* [Complete the following]:
1. Write out the part of the abstract on microglia-induced neurodegeneration in SH-SY5Y cells starting with "Text of the" and going on through "cell-induced neuronal damage.".
2. Carry on the abstract on microglia-induced neurodegeneration in SH-SY5Y cells from its last sentence.

* [Text for analysis]:
################
PhD Scientific Days 2025

Poster Session I. - F: Pharmaceutical Sciences and Health Technologies

Microglia-Induced Neurodegeneration in SH-SY5Y Cells: An In Vitro Model of Oxidative Stress and Insulin Resistance in Alzheimer’s Disease

Name of the presenter

Barcza-Paszternák Alexandra

Institute/workplace of the presenter

Department of Pharmacodynamics, Semmelweis University

Authors

Alexandra Barcza-Paszternák¹, Kamilla Varga¹, Tamás Tábi¹

1: Department of Pharmacodynamics, Semmelweis University

Text of the abstract

Introduction:
Neuroinflammation plays a key role in the pathology of Alzheimer’s disease (AD), promoting neuronal dysfunction and degeneration. Although numerous studies have investigated the role of individual inflammatory mediators, there is a need for a focused yet biologically relevant in vitro model capable of replicating immune cell-induced neuronal damage.
Aims:
Our aim was to establish a simplified model of inflammation-induced neurodegeneration by treating retinoic acid-differentiated SH-SY5Y neuroblastoma cells with conditioned medium (CM) derived from LPS-activated BV2 microglial cells.
Methods:
To evaluate the impact of BV2-derived inflammatory mediators on neuronal function, SH-SY5Y cells were treated with conditioned medium from LPS-activated BV2 cells. Oxidative stress was measured using DCFDA and HE staining; mitochondrial function was assessed via JC-1 and MitoTracker dyes. Glucose uptake was quantified using the 2-NBDG assay, and insulin sensitivity was evaluated by determining IC₅₀ values from insulin dose–response curves. Autophagic activity was analyzed by Acridine Orange staining, insulin signaling was assessed by measuring phosphorylated GSK-3β levels using ELISA, and protein aggregation was detected with Thioflavin S staining.
################
* [Source data]:
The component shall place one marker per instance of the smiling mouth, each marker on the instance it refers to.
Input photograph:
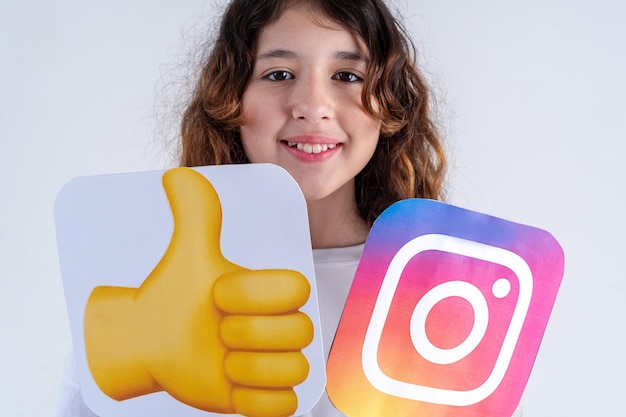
(312, 147)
################
* [Answers to the problems]:
1.
Text of the abstract

Introduction:
Neuroinflammation plays a key role in the pathology of Alzheimer’s disease (AD), promoting neuronal dysfunction and degeneration. Although numerous studies have investigated the role of individual inflammatory mediators, there is a need for a focused yet biologically relevant in vitro model capable of replicating immune cell-induced neuronal damage.

2.
Results:
After short-term exposure (3 h), BV2-conditioned medium significantly increased ROS and superoxide levels, accompanied by a marked reduction in mitochondrial membrane potential. Mitochondrial mass remained unchanged, while glucose uptake was significantly impaired. Notably, insulin treatment failed to restore glucose uptake, and the insulin IC₅₀ increased nearly sixfold (from 35 pM to 198 pM), indicating pronounced insulin resistance. After prolonged treatment (72 h), oxidative stress partially normalized, whereas insulin responsiveness continued to decline, confirming the chronic impact of microglia-derived inflammation on neuronal metabolism. Acridine Orange staining revealed reduced autophagic activity and accumulation of acidic vesicles, indicating autophagy inhibition. Phospho-GSK-3β levels decreased following BV2+LPS treatment and were restored only at higher insulin concentrations, while liraglutide treatment normalized phosphorylation, suggesting that inflammation-induced insulin resistance is reversible. Thioflavin S staining indicated the accumulation of protein aggregates.
Conclusion:
Our microglia-based in vitro model reproduces key Alzheimer’s-related features such as oxidative stress, mitochondrial dysfunction, and insulin resistance. It provides a simple, scalable tool to study inflammation-driven neuronal damage and to screen potential neuroprotective compounds.